Exercise: Write out the entire listing below exactly as it appears, minus any pictures.

------------

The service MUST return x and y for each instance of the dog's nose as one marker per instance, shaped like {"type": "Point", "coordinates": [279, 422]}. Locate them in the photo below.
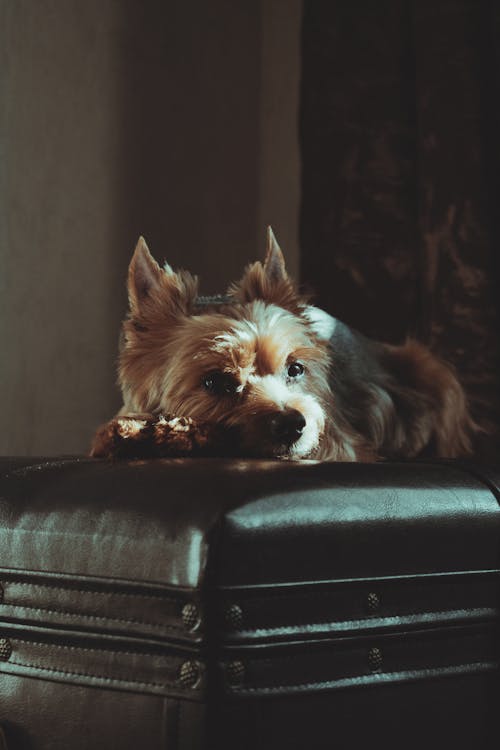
{"type": "Point", "coordinates": [287, 426]}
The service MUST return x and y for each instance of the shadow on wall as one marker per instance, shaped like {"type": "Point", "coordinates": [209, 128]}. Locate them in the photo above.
{"type": "Point", "coordinates": [121, 119]}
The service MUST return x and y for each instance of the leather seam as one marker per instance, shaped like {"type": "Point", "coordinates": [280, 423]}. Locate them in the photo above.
{"type": "Point", "coordinates": [302, 685]}
{"type": "Point", "coordinates": [369, 619]}
{"type": "Point", "coordinates": [92, 616]}
{"type": "Point", "coordinates": [69, 589]}
{"type": "Point", "coordinates": [65, 647]}
{"type": "Point", "coordinates": [95, 676]}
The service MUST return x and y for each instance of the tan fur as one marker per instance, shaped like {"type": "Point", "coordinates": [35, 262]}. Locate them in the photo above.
{"type": "Point", "coordinates": [171, 345]}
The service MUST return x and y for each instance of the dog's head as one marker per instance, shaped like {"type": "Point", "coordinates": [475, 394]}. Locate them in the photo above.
{"type": "Point", "coordinates": [256, 363]}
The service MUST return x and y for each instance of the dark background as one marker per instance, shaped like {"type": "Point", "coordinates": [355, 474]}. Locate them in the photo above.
{"type": "Point", "coordinates": [365, 132]}
{"type": "Point", "coordinates": [400, 128]}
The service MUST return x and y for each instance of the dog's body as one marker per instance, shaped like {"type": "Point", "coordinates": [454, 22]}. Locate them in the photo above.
{"type": "Point", "coordinates": [283, 378]}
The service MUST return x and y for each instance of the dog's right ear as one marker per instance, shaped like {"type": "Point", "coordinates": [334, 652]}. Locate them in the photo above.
{"type": "Point", "coordinates": [274, 262]}
{"type": "Point", "coordinates": [153, 290]}
{"type": "Point", "coordinates": [144, 276]}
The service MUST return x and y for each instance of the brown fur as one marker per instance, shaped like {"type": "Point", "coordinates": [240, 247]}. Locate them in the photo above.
{"type": "Point", "coordinates": [229, 366]}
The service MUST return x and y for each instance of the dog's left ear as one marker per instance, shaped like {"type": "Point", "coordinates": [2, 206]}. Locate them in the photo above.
{"type": "Point", "coordinates": [268, 281]}
{"type": "Point", "coordinates": [274, 263]}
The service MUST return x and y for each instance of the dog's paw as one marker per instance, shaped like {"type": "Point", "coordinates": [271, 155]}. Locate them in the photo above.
{"type": "Point", "coordinates": [179, 436]}
{"type": "Point", "coordinates": [123, 437]}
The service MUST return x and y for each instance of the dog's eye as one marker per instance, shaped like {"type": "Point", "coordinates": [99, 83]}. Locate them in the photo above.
{"type": "Point", "coordinates": [219, 383]}
{"type": "Point", "coordinates": [295, 370]}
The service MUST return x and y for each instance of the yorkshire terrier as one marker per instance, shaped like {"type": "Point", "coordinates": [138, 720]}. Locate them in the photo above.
{"type": "Point", "coordinates": [278, 376]}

------------

Task solution:
The service MUST return x and y for each instance of the dog's nose as one marker per instance, shaped like {"type": "Point", "coordinates": [279, 422]}. Locate them in the photo below.
{"type": "Point", "coordinates": [287, 426]}
The service MUST return x and y for each instance of the shadow on wall as one marker per instance, shaped like {"type": "Point", "coordinates": [209, 128]}. Locate them in the photo above.
{"type": "Point", "coordinates": [121, 119]}
The service MUST return x and y for each instance of the leather seam as one marker per instance, shaped like {"type": "Point", "coordinates": [280, 423]}. Locate them in the photo above.
{"type": "Point", "coordinates": [302, 685]}
{"type": "Point", "coordinates": [369, 619]}
{"type": "Point", "coordinates": [92, 616]}
{"type": "Point", "coordinates": [69, 589]}
{"type": "Point", "coordinates": [65, 647]}
{"type": "Point", "coordinates": [95, 676]}
The service MUST return x and y for each instance of the tan fur as one marker per instance, shaped like {"type": "Point", "coordinates": [35, 262]}. Locate them in the photo above.
{"type": "Point", "coordinates": [171, 345]}
The service MUST return x and y for each instance of the dog's head as one marker per instance, shaped like {"type": "Point", "coordinates": [475, 394]}. Locate them in the photo above.
{"type": "Point", "coordinates": [256, 363]}
The service MUST return x and y for each instance of the dark background as one marker per instance, shaped like {"type": "Point", "coordinates": [355, 474]}. Locate them in the photo above.
{"type": "Point", "coordinates": [365, 132]}
{"type": "Point", "coordinates": [400, 128]}
The service MUST return x and y for each instance of the dog's body as one marker per instance, shaped like {"type": "Point", "coordinates": [454, 22]}. Locate them in the photo above.
{"type": "Point", "coordinates": [283, 378]}
The service MUST return x and y for each instance of the dog's right ear as one marker per instance, shaped like {"type": "Point", "coordinates": [334, 652]}. Locate them in the photo above.
{"type": "Point", "coordinates": [274, 262]}
{"type": "Point", "coordinates": [153, 290]}
{"type": "Point", "coordinates": [144, 276]}
The service MUST return x and y for each instance of the brown fur as one marker per instance, shaped like {"type": "Point", "coordinates": [240, 247]}. Locate them in the photo above.
{"type": "Point", "coordinates": [229, 366]}
The service MUST return x and y for each instance of the dog's left ear as one marker per instance, shaped like {"type": "Point", "coordinates": [2, 206]}. Locate them in the photo above.
{"type": "Point", "coordinates": [268, 281]}
{"type": "Point", "coordinates": [274, 263]}
The service MUST return x and y for each instance of the dog's paw as one marker per instance, shaped like {"type": "Point", "coordinates": [271, 155]}. Locate them in the photo above.
{"type": "Point", "coordinates": [179, 436]}
{"type": "Point", "coordinates": [123, 437]}
The service MUST return x and y for each instance of the dog's eye as one marker per instance, shaped like {"type": "Point", "coordinates": [99, 83]}. Locate them in the photo above.
{"type": "Point", "coordinates": [219, 383]}
{"type": "Point", "coordinates": [295, 370]}
The service MUST return x and y for each instance of the yorkshire terrier as one marker per instance, shaped like {"type": "Point", "coordinates": [138, 720]}. Locate them in the photo above.
{"type": "Point", "coordinates": [278, 376]}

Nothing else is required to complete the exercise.